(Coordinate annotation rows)

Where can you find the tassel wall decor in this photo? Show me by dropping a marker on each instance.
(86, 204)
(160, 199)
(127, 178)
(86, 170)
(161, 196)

**TASK INSTRUCTIONS**
Output every row above verbatim, in the same order.

**RESPONSE TO THE TASK**
Where can you find the tassel wall decor in this photo? Show me by dropping a marker on each instance.
(86, 204)
(160, 199)
(127, 178)
(86, 170)
(161, 196)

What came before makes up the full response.